**What the task asks**. Find every line below that contains the string "roof", and copy each such line in full.

**Raw records**.
--------
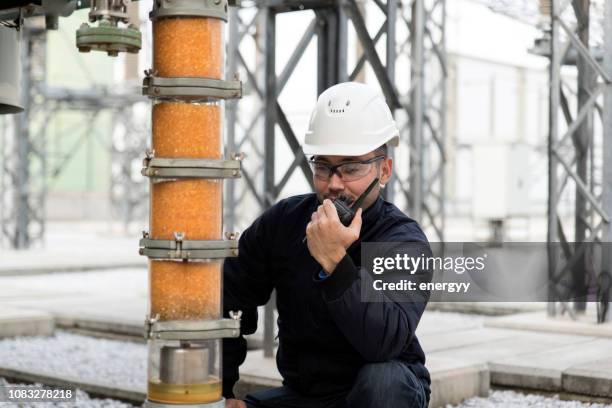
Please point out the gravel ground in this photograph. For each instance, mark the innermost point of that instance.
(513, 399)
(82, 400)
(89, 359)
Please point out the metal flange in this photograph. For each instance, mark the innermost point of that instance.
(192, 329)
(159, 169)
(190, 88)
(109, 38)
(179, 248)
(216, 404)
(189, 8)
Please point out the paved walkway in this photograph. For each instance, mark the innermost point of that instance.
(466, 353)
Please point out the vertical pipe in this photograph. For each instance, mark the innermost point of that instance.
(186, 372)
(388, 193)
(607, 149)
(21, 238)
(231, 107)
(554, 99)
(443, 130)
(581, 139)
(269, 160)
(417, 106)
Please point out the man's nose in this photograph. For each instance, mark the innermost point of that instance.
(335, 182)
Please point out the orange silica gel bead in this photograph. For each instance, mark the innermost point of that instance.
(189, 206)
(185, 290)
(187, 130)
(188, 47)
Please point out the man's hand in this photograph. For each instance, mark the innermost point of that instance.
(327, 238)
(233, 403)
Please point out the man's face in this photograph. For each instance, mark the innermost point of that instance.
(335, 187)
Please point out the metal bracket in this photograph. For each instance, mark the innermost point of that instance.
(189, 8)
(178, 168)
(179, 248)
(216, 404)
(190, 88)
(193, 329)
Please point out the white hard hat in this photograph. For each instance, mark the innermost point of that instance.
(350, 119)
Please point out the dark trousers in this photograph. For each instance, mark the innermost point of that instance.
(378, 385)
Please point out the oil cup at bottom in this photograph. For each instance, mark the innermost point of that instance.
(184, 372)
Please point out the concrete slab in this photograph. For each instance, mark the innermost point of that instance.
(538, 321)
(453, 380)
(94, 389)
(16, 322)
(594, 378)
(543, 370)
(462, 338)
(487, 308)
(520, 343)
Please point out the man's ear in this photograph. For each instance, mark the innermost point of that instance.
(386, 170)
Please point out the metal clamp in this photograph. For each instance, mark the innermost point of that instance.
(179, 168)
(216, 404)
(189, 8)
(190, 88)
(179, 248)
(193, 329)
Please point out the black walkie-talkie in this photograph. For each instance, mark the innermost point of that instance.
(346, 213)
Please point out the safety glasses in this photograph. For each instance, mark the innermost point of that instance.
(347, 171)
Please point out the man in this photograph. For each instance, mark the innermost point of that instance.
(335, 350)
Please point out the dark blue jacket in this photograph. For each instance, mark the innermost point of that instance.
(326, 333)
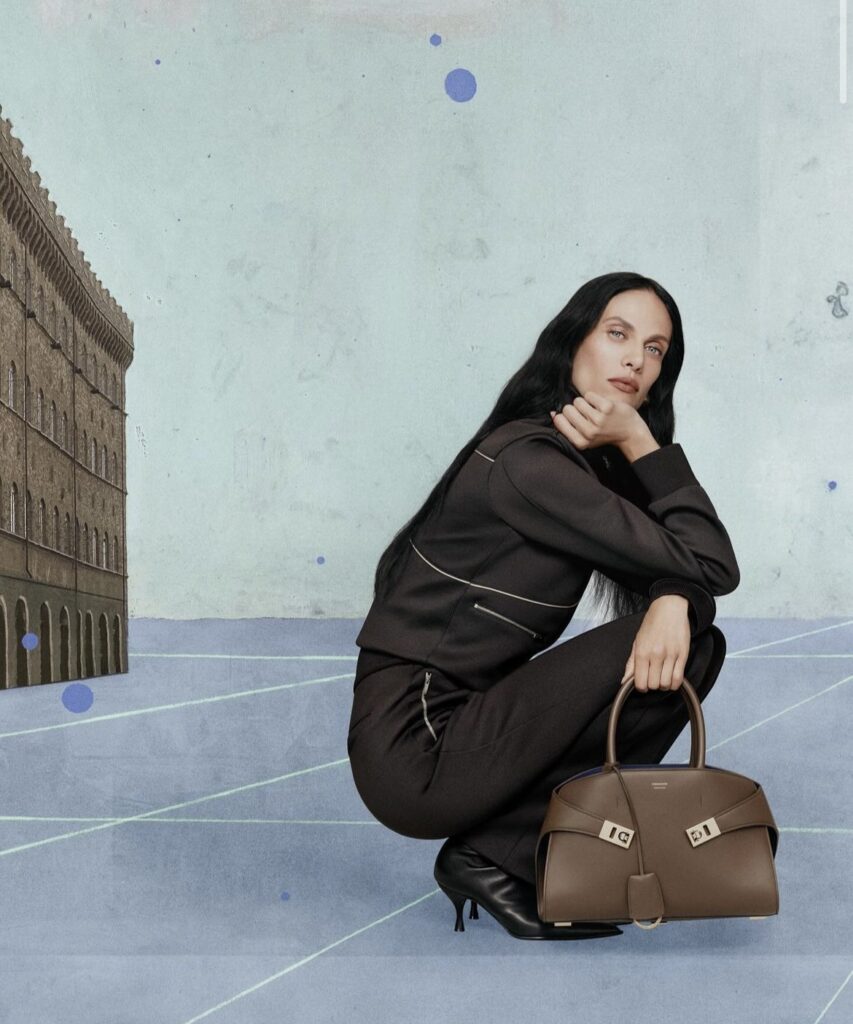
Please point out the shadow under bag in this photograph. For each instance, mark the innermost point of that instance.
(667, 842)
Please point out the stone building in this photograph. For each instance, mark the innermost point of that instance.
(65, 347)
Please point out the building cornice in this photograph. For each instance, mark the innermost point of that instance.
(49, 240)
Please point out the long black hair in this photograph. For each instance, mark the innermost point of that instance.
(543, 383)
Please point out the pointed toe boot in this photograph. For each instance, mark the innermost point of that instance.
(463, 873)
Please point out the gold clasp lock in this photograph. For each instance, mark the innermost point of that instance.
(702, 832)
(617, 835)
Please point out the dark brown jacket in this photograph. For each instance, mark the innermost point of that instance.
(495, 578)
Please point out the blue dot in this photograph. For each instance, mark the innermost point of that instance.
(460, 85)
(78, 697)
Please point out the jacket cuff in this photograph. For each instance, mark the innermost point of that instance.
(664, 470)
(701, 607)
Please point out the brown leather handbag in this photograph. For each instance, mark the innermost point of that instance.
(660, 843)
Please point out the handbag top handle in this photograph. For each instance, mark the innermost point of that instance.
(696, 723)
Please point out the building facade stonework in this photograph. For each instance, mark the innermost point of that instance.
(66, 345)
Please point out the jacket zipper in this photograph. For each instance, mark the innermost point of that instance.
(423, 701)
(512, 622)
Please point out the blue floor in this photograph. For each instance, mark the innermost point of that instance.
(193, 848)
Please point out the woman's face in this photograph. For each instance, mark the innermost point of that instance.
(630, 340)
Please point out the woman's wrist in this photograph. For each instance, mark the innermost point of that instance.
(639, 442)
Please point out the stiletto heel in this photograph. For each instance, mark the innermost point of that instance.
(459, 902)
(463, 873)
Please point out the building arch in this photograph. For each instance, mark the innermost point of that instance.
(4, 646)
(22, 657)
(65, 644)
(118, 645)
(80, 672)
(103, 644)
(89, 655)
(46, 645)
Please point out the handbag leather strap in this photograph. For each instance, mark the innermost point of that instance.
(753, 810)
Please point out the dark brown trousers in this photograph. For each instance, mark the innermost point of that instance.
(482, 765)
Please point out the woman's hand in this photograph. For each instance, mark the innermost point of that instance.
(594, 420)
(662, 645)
--------
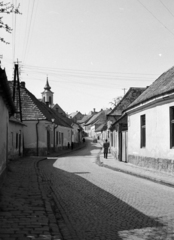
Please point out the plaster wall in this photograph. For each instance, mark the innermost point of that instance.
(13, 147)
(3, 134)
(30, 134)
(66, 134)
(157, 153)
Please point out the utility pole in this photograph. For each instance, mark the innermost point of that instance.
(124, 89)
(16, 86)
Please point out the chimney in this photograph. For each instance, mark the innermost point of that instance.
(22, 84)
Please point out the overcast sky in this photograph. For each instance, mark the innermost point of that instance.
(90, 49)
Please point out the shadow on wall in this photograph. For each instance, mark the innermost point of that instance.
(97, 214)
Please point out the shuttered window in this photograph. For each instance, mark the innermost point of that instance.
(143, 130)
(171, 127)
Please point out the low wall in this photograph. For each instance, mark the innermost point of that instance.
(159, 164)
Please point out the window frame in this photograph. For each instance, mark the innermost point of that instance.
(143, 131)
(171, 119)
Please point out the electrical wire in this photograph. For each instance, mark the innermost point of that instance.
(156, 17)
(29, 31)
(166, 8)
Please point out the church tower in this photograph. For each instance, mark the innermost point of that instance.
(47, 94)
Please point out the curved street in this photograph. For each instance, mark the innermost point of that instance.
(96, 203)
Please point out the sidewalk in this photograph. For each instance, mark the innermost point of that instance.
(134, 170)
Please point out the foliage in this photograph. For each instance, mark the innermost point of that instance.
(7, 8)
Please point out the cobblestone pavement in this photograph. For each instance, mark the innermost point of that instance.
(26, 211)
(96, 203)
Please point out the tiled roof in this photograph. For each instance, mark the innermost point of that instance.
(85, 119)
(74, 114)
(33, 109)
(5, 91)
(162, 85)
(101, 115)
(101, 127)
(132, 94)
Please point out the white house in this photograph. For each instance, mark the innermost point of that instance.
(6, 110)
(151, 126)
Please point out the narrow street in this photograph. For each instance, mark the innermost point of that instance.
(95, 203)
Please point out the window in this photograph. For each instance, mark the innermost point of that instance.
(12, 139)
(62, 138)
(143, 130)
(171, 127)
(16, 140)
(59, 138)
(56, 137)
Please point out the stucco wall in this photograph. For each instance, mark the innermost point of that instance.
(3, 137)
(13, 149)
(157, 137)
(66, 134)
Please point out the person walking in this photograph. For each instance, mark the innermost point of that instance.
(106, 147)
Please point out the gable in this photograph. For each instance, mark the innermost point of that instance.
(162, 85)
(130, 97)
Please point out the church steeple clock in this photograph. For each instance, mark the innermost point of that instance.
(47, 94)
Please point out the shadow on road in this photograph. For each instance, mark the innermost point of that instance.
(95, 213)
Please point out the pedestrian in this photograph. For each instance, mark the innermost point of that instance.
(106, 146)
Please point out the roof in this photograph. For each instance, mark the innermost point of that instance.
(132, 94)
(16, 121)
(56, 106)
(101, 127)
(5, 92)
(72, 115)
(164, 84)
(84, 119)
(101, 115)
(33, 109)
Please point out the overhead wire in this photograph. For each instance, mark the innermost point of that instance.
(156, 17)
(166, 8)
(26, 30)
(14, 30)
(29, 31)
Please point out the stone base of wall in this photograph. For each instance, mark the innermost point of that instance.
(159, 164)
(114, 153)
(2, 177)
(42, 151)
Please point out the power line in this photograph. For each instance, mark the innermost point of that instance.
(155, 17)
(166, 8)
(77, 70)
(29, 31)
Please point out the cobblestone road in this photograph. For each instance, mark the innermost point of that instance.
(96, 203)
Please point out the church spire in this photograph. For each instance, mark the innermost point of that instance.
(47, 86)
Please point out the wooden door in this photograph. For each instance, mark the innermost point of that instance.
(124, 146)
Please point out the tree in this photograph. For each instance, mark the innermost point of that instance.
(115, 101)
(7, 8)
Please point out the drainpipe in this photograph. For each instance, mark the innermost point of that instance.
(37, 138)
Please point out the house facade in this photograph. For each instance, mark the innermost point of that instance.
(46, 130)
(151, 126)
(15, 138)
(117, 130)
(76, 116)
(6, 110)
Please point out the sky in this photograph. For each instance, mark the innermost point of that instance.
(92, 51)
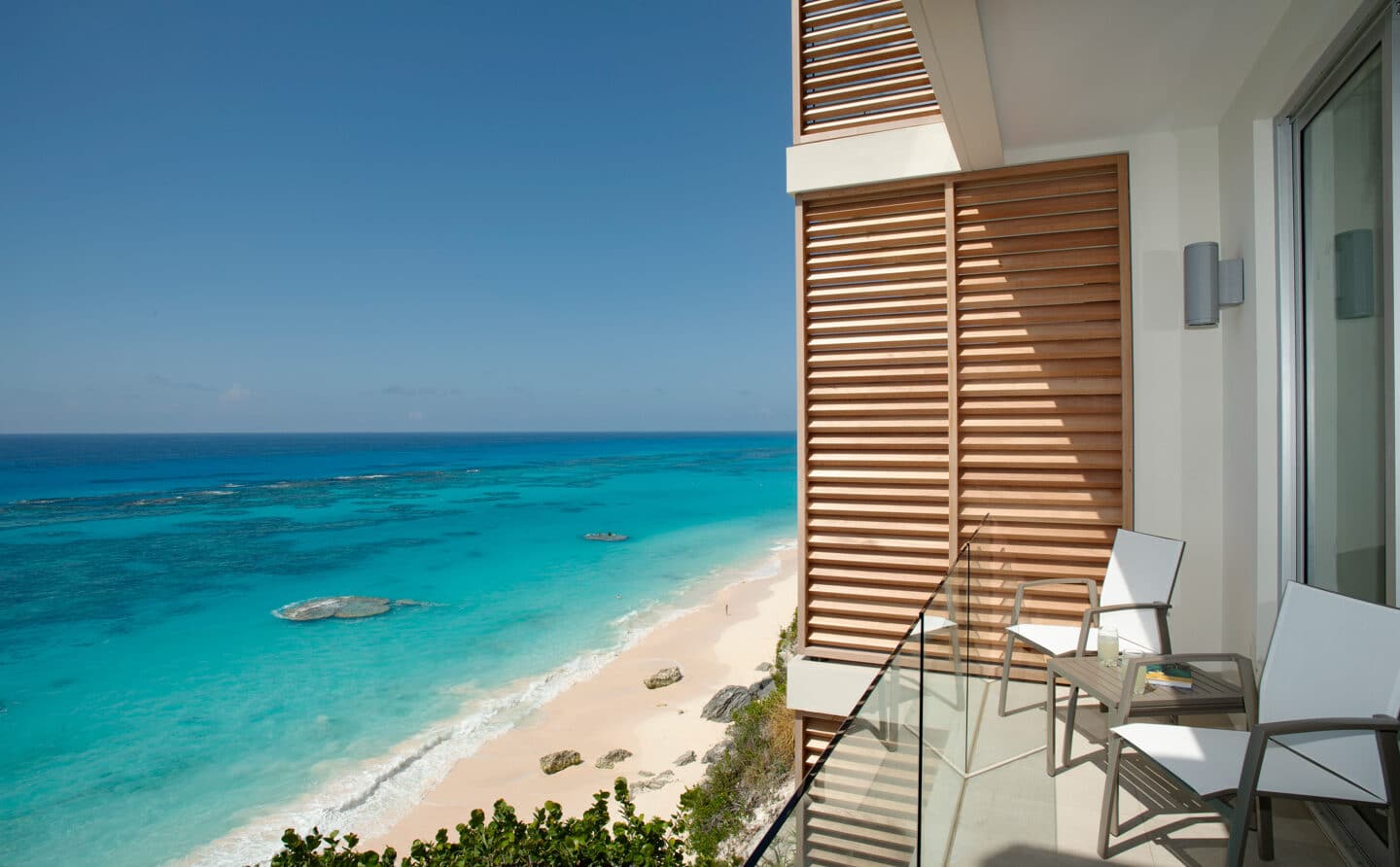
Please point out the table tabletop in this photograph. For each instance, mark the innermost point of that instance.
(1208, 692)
--------
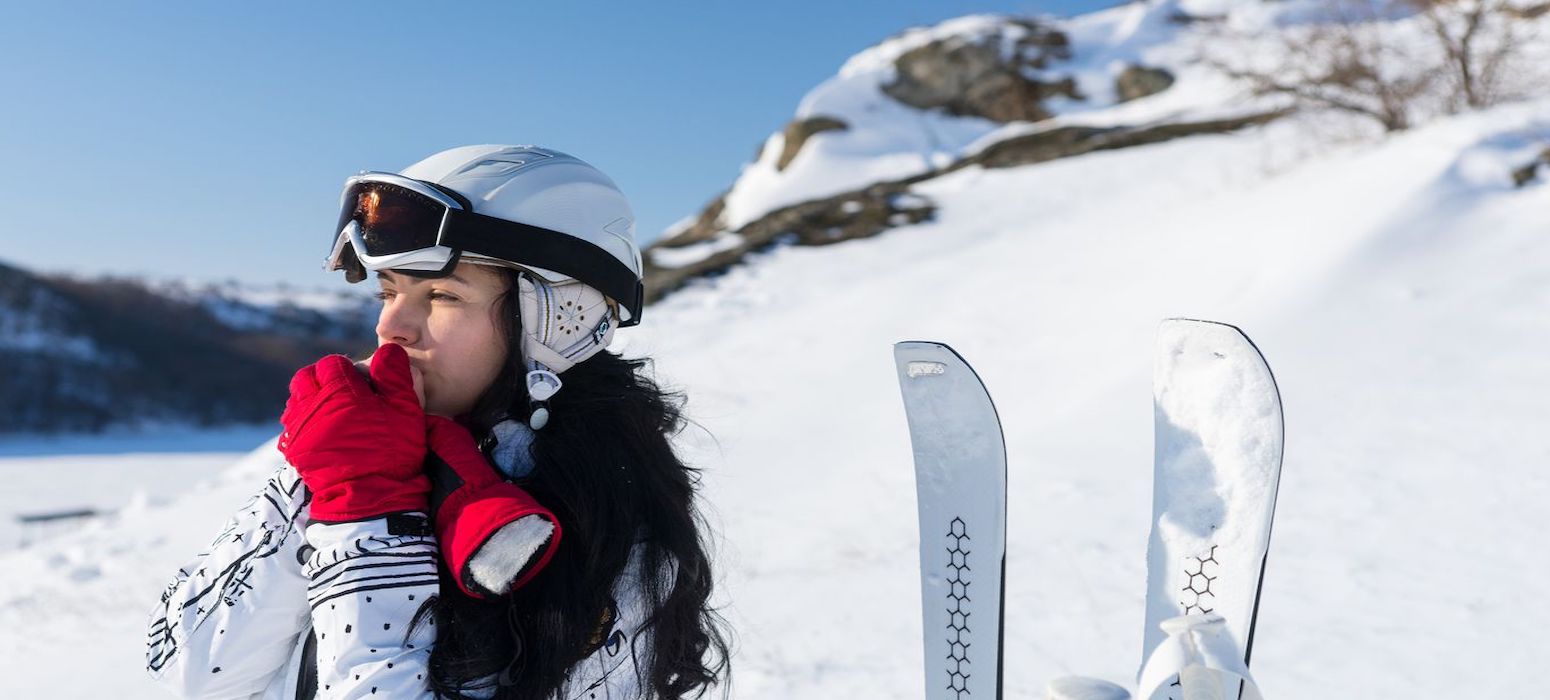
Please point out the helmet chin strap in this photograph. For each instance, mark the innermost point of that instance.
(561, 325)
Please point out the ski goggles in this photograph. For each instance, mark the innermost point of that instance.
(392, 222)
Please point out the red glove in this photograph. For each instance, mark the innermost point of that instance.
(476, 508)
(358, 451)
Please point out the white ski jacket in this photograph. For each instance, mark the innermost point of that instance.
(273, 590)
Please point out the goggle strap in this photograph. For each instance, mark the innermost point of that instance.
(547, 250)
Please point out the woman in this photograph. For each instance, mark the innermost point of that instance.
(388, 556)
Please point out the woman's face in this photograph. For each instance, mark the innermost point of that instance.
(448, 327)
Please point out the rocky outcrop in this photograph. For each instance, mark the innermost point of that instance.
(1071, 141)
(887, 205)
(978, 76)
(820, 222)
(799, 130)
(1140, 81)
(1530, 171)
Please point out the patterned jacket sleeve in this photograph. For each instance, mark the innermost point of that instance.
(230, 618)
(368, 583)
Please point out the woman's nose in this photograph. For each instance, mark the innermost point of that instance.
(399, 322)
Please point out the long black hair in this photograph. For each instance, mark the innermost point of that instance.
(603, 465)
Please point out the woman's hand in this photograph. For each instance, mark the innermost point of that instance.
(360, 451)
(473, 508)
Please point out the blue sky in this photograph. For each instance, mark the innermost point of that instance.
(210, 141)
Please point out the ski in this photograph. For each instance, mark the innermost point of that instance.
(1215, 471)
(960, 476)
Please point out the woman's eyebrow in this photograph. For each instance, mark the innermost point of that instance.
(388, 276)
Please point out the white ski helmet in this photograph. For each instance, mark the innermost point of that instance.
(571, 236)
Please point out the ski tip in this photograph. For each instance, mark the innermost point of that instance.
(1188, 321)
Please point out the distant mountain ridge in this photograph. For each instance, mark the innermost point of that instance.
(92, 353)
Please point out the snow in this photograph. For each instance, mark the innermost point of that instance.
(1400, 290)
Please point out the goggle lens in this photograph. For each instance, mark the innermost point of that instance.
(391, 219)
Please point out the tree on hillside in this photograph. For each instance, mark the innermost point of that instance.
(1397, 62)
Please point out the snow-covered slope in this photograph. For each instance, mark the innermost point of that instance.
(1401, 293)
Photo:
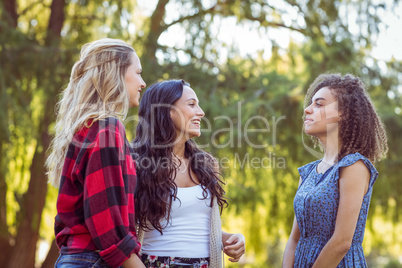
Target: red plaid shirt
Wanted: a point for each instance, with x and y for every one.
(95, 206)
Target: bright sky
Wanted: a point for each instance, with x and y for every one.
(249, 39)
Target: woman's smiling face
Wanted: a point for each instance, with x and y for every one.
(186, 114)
--------
**Answer below**.
Please point out the tiled roof in this photograph. For each instance, mark the innermost point of that instance.
Please point out the roof in this photograph. For each instance, mark the innermost point of that instance.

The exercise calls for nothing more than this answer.